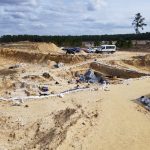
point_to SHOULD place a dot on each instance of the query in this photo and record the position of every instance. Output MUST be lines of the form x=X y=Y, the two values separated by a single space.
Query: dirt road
x=122 y=125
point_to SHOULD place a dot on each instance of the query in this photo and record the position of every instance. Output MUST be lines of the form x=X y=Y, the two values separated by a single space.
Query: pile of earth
x=140 y=62
x=33 y=47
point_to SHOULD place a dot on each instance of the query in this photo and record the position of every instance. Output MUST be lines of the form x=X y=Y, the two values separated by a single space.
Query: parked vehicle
x=106 y=49
x=74 y=49
x=43 y=90
x=90 y=50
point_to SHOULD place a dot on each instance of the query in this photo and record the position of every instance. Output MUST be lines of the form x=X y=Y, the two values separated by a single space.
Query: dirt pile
x=45 y=133
x=34 y=57
x=139 y=62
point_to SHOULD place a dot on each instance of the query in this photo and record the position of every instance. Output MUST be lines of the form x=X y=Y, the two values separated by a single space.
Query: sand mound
x=33 y=47
x=140 y=62
x=48 y=48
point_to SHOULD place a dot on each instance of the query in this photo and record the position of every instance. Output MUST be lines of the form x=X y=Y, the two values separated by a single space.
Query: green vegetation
x=123 y=40
x=138 y=23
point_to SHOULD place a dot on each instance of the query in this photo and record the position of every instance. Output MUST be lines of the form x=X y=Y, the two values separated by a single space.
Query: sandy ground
x=99 y=120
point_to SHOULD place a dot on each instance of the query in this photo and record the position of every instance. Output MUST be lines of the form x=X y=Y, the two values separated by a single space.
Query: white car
x=90 y=50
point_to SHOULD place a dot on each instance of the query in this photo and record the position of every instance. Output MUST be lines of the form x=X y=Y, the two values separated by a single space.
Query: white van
x=106 y=49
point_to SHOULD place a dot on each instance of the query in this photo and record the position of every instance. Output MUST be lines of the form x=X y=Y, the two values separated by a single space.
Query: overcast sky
x=71 y=17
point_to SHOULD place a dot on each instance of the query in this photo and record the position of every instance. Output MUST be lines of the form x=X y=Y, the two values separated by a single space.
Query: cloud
x=96 y=4
x=19 y=2
x=66 y=17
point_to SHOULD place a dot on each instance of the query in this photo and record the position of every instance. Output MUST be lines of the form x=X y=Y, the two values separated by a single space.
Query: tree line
x=123 y=40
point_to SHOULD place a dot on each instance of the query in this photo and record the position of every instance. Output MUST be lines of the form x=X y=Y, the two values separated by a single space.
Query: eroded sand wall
x=40 y=57
x=113 y=71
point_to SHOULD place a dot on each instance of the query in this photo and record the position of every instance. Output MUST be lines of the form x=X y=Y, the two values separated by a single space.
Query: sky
x=71 y=17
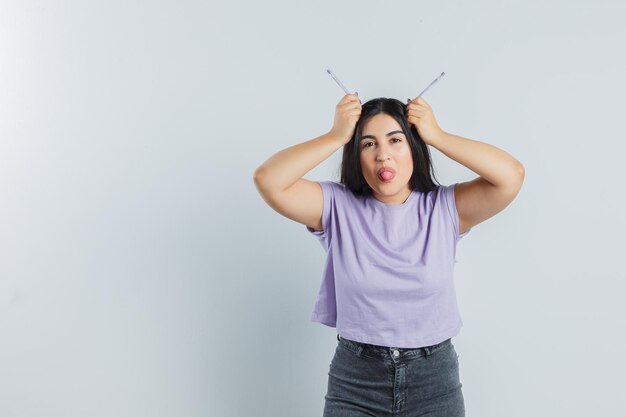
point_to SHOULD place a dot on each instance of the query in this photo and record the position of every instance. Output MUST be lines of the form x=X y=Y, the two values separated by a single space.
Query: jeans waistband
x=385 y=351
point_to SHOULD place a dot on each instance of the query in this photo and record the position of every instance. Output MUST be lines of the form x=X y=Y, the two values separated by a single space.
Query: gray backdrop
x=141 y=274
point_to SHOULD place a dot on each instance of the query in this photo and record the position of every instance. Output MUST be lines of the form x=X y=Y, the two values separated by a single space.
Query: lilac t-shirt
x=388 y=277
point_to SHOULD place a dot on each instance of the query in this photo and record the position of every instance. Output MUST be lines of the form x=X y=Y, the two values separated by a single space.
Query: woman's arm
x=500 y=175
x=286 y=167
x=491 y=163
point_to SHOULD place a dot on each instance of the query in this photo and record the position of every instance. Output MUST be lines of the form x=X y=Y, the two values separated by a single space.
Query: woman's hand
x=420 y=114
x=347 y=113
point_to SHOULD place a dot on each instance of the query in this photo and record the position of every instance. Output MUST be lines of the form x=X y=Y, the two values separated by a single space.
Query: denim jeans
x=380 y=381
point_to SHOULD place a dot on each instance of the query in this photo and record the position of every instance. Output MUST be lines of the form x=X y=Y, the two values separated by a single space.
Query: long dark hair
x=423 y=178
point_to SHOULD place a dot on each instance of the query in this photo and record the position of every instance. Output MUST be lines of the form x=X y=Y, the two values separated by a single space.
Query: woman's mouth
x=386 y=174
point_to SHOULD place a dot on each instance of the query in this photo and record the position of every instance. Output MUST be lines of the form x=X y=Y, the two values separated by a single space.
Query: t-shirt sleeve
x=448 y=192
x=324 y=235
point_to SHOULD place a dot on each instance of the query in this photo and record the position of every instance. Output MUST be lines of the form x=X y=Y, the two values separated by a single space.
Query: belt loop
x=427 y=350
x=359 y=350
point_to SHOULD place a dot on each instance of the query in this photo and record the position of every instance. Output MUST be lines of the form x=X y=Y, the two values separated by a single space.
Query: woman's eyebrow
x=388 y=134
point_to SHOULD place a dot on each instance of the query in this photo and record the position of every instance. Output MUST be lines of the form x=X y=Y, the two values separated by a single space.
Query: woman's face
x=383 y=144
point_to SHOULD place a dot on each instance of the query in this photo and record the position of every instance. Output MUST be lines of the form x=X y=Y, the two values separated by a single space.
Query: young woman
x=391 y=234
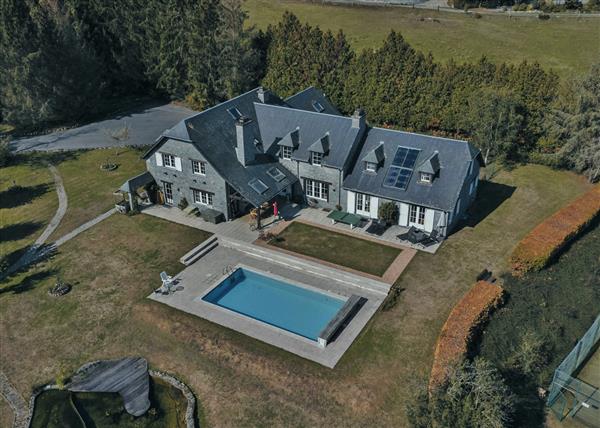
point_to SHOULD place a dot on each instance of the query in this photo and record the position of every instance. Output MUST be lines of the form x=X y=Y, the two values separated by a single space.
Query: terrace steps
x=200 y=251
x=379 y=287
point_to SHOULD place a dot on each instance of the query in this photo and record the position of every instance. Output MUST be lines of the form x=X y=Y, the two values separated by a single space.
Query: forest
x=68 y=61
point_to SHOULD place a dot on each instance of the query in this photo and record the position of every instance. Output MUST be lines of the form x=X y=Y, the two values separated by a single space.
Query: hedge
x=548 y=238
x=461 y=327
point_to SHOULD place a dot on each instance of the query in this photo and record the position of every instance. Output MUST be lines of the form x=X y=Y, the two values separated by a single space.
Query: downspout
x=340 y=188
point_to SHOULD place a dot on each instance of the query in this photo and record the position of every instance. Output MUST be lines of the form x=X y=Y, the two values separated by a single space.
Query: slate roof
x=213 y=132
x=276 y=122
x=442 y=194
x=310 y=99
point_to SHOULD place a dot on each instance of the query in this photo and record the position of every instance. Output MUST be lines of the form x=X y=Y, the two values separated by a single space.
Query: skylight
x=399 y=173
x=318 y=106
x=258 y=186
x=234 y=113
x=275 y=173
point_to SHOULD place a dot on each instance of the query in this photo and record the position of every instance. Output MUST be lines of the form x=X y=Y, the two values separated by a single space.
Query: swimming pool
x=290 y=307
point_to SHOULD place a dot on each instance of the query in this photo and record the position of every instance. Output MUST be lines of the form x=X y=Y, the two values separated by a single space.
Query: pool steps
x=336 y=323
x=200 y=251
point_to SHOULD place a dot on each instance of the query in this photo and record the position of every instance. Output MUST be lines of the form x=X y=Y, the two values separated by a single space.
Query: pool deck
x=197 y=279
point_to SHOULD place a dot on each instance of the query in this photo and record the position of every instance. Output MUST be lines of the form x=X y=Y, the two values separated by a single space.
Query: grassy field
x=344 y=250
x=24 y=211
x=567 y=45
x=90 y=189
x=240 y=381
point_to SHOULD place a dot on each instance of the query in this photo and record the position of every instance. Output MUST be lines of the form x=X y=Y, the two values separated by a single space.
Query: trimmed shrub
x=461 y=327
x=548 y=238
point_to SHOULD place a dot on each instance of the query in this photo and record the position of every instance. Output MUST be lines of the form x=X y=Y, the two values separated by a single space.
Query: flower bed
x=548 y=238
x=461 y=326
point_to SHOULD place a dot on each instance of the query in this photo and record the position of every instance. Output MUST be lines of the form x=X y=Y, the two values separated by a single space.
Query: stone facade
x=183 y=179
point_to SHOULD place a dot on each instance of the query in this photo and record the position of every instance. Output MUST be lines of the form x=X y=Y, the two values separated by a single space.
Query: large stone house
x=248 y=150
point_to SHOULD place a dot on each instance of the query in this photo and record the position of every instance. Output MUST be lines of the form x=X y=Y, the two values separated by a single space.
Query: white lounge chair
x=168 y=283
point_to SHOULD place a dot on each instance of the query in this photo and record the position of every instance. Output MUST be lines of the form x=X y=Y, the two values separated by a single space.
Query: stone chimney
x=245 y=141
x=263 y=95
x=359 y=118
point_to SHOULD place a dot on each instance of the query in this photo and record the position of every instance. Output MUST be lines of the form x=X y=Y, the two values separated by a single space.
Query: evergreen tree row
x=65 y=60
x=511 y=112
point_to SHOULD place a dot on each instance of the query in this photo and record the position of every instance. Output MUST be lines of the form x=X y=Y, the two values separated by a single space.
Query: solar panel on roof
x=234 y=112
x=258 y=186
x=276 y=173
x=399 y=173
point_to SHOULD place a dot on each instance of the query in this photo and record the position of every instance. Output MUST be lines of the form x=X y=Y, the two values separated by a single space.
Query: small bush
x=183 y=203
x=546 y=241
x=388 y=212
x=461 y=326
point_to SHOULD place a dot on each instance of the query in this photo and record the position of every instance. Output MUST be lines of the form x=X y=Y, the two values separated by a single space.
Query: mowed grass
x=240 y=381
x=451 y=35
x=89 y=188
x=365 y=256
x=24 y=211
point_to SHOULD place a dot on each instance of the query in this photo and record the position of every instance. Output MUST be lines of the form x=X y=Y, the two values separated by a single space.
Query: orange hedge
x=549 y=237
x=462 y=323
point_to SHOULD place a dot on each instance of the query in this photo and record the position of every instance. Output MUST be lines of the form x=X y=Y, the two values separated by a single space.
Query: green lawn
x=24 y=211
x=238 y=380
x=452 y=35
x=337 y=248
x=90 y=189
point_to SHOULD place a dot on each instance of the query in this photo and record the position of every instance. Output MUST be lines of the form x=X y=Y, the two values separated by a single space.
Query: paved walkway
x=37 y=249
x=16 y=402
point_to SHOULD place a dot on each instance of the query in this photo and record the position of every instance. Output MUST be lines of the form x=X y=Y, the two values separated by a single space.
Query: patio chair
x=431 y=239
x=167 y=285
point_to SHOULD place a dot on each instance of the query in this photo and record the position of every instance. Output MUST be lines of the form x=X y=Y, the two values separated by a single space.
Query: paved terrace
x=240 y=228
x=197 y=279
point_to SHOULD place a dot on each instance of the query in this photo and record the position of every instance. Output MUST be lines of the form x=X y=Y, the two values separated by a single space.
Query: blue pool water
x=292 y=308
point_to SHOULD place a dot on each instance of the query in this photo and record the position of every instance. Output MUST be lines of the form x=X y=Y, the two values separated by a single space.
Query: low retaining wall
x=461 y=327
x=548 y=238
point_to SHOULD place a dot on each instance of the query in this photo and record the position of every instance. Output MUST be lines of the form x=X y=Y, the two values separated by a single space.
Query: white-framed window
x=286 y=152
x=316 y=189
x=416 y=215
x=203 y=198
x=316 y=158
x=168 y=160
x=199 y=167
x=425 y=177
x=168 y=192
x=363 y=202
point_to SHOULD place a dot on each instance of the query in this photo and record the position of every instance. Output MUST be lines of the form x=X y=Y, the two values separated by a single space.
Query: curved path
x=16 y=402
x=37 y=249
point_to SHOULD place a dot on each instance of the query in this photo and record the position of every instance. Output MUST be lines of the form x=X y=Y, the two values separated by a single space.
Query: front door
x=363 y=204
x=168 y=190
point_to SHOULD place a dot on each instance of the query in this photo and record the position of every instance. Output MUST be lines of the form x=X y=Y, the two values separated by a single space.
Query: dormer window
x=317 y=158
x=286 y=152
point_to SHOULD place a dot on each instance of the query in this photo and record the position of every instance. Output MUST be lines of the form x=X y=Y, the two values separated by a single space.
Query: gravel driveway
x=145 y=125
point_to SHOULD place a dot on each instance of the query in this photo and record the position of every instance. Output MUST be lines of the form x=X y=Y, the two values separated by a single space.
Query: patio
x=239 y=228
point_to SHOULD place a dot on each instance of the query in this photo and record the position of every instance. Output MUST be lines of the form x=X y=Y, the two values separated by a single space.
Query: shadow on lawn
x=29 y=282
x=490 y=196
x=19 y=195
x=16 y=232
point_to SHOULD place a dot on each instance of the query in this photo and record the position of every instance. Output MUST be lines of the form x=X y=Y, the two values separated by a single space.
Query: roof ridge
x=337 y=116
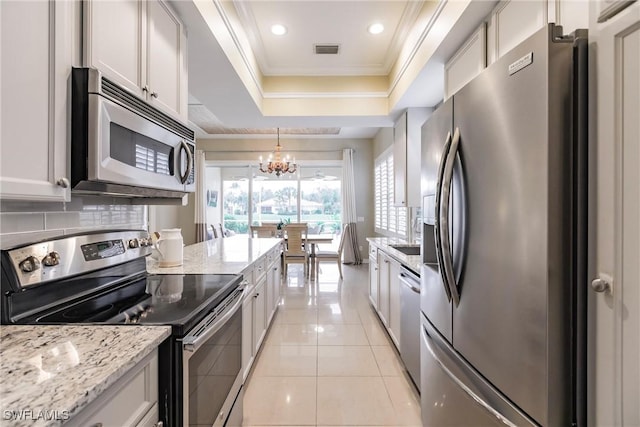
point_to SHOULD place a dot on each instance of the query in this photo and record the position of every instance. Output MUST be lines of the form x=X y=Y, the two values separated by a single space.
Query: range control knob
x=29 y=264
x=52 y=258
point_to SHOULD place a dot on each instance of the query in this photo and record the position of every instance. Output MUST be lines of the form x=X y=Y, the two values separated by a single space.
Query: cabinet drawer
x=260 y=268
x=128 y=402
x=373 y=252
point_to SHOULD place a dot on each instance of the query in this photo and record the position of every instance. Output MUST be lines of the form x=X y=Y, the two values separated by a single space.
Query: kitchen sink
x=407 y=250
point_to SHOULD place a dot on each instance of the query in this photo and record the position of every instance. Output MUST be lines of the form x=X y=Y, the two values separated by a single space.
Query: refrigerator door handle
x=443 y=218
x=434 y=350
x=437 y=233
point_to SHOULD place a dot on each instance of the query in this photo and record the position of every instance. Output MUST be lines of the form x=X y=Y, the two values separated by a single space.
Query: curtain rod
x=284 y=151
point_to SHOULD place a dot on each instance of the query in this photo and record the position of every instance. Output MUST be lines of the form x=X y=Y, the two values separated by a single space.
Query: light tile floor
x=327 y=361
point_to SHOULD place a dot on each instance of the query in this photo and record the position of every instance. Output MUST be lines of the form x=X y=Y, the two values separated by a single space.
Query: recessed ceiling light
x=376 y=28
x=278 y=29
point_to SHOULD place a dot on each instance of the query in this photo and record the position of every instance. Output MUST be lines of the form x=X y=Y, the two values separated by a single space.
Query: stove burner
x=86 y=311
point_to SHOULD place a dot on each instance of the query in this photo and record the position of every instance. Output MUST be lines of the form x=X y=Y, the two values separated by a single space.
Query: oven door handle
x=210 y=325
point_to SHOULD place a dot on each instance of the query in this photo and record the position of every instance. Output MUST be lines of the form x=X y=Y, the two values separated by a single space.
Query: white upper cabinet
x=467 y=62
x=37 y=39
x=513 y=21
x=145 y=52
x=406 y=156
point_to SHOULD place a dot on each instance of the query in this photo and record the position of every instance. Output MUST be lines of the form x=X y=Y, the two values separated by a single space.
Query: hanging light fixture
x=277 y=164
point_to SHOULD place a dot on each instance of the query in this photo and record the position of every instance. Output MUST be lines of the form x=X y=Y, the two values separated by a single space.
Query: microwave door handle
x=185 y=147
x=437 y=233
x=445 y=205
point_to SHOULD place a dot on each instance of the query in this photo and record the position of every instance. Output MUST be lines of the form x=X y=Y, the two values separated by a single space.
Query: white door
x=37 y=44
x=165 y=62
x=117 y=50
x=614 y=376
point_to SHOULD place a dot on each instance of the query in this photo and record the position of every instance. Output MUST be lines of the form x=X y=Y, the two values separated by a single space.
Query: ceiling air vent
x=326 y=49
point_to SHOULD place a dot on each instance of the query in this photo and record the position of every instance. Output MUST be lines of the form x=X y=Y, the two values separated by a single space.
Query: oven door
x=212 y=367
x=126 y=148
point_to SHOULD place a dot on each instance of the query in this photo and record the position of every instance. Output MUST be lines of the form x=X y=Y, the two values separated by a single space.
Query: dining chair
x=263 y=230
x=323 y=256
x=296 y=246
x=217 y=229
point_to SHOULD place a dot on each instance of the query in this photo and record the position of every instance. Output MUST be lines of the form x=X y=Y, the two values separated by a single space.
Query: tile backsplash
x=25 y=222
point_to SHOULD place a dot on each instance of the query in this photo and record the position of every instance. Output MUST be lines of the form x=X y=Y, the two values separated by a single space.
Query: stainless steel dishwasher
x=410 y=323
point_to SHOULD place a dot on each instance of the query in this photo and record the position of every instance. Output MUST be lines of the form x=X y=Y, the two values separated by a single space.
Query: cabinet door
x=116 y=50
x=131 y=401
x=400 y=161
x=275 y=284
x=614 y=383
x=247 y=336
x=394 y=301
x=373 y=282
x=259 y=315
x=37 y=45
x=166 y=75
x=383 y=287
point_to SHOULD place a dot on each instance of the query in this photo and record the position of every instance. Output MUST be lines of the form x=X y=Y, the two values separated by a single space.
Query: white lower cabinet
x=259 y=314
x=273 y=285
x=37 y=43
x=385 y=285
x=394 y=302
x=259 y=305
x=373 y=276
x=131 y=402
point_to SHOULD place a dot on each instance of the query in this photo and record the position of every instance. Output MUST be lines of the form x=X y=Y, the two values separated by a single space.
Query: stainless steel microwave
x=123 y=146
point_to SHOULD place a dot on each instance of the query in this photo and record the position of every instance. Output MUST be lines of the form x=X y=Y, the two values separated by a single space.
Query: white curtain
x=201 y=197
x=351 y=253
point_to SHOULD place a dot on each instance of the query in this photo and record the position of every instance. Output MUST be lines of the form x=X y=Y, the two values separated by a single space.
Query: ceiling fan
x=320 y=176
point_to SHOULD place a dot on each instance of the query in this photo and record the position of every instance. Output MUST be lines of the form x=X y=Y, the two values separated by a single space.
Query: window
x=389 y=220
x=311 y=195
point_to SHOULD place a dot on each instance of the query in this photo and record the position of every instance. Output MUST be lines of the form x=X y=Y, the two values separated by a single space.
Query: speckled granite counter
x=55 y=371
x=384 y=243
x=230 y=255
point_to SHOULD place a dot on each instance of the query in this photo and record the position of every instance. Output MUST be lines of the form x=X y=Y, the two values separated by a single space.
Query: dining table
x=314 y=240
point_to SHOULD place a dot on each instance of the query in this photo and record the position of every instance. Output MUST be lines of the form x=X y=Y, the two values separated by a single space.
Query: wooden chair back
x=263 y=230
x=296 y=234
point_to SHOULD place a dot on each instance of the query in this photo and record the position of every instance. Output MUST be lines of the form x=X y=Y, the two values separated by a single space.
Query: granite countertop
x=50 y=373
x=229 y=255
x=384 y=243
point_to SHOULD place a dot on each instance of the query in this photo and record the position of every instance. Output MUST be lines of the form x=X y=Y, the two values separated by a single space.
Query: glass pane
x=321 y=200
x=235 y=199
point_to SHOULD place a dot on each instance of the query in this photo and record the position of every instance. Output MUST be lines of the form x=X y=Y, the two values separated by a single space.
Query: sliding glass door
x=311 y=195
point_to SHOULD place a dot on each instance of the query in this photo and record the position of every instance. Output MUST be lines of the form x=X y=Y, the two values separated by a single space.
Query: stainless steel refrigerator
x=503 y=280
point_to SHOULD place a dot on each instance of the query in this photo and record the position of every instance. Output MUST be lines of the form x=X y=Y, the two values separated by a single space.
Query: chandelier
x=277 y=164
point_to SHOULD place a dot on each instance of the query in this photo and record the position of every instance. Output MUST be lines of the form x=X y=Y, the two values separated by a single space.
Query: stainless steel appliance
x=503 y=279
x=101 y=278
x=122 y=146
x=410 y=323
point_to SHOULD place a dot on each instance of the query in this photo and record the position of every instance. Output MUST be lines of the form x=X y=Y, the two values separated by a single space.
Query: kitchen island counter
x=384 y=243
x=230 y=255
x=50 y=373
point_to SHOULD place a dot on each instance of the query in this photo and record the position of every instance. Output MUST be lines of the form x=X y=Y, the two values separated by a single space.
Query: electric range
x=100 y=278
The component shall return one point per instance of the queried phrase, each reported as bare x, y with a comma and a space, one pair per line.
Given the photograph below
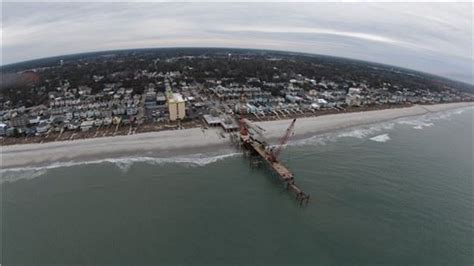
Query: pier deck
285, 175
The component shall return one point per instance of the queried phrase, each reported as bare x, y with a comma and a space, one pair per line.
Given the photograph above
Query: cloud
431, 37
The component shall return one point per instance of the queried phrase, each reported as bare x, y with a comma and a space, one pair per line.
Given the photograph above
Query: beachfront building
176, 106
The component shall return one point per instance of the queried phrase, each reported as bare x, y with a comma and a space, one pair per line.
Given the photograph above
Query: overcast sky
431, 37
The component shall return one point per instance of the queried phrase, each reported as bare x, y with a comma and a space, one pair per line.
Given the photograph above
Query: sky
430, 37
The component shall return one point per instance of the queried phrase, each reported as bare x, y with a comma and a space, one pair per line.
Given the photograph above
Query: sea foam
381, 138
123, 163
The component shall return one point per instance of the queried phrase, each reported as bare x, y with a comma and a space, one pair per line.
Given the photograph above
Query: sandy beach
195, 140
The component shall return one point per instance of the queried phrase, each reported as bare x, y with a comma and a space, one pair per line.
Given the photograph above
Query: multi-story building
176, 106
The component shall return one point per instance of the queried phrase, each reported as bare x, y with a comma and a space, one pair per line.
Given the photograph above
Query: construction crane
275, 152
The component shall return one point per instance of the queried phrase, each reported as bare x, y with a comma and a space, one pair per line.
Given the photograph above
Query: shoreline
171, 143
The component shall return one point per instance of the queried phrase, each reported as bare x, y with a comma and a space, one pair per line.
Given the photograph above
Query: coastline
194, 140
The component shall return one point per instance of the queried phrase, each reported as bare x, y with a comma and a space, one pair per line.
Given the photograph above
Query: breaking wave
373, 130
381, 138
427, 120
124, 164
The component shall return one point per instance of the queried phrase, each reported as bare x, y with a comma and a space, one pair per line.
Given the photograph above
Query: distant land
127, 92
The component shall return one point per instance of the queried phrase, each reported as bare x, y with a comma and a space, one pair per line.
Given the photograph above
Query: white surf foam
124, 164
381, 138
362, 132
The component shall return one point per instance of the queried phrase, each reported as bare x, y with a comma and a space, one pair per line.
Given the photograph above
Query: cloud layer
430, 37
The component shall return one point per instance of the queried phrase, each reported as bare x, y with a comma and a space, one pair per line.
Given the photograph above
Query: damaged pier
249, 133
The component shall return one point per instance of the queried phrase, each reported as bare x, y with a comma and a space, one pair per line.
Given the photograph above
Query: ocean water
395, 193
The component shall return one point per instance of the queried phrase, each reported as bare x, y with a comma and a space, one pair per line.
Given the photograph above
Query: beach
194, 140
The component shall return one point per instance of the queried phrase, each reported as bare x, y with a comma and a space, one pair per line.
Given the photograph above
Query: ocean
394, 193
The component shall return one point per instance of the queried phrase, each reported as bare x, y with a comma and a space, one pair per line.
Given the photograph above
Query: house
3, 129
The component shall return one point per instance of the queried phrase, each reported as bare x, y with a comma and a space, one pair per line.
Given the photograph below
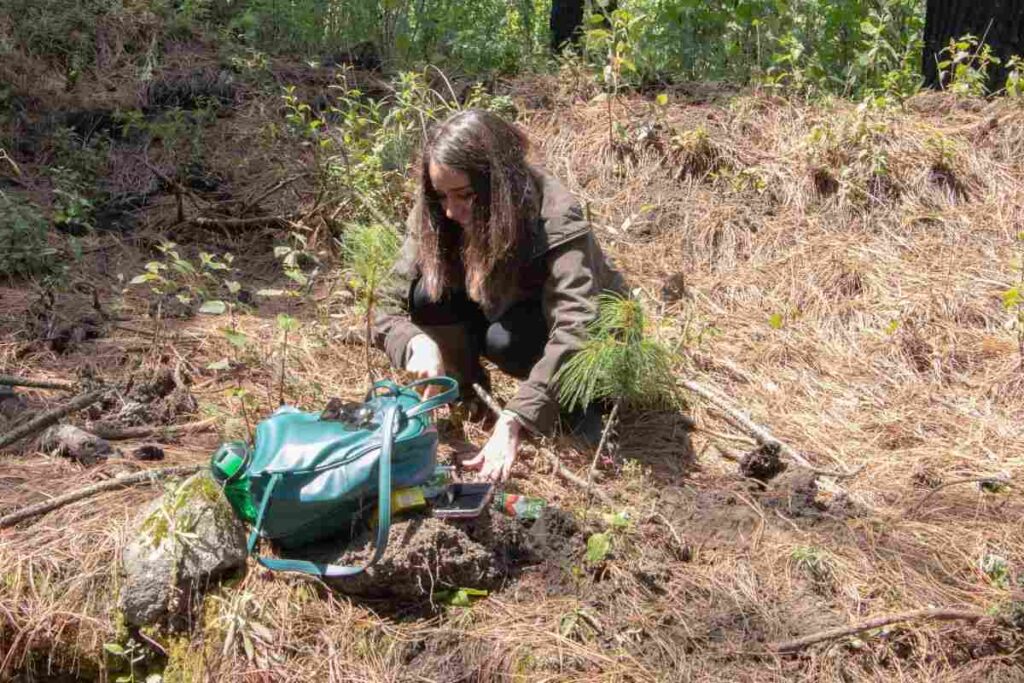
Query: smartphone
462, 501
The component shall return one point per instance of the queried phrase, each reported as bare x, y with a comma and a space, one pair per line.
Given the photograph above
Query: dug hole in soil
428, 555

**TASK GOAL:**
Arrange the stretch of material from its start through the line containing "x=122 y=125" as a two-column CSV with the headers input and output, one row for each input paired with its output. Quote every field, turn line breaks into spaces, and leave the pictures out.

**OUTPUT BELOW:**
input,output
"point_to SHOULD place a dot on each instance of the query in this photo and record the position of every instance. Output MUST be lines of the form x=X y=Y, the two values separated by a single space. Query: dirt road","x=122 y=125"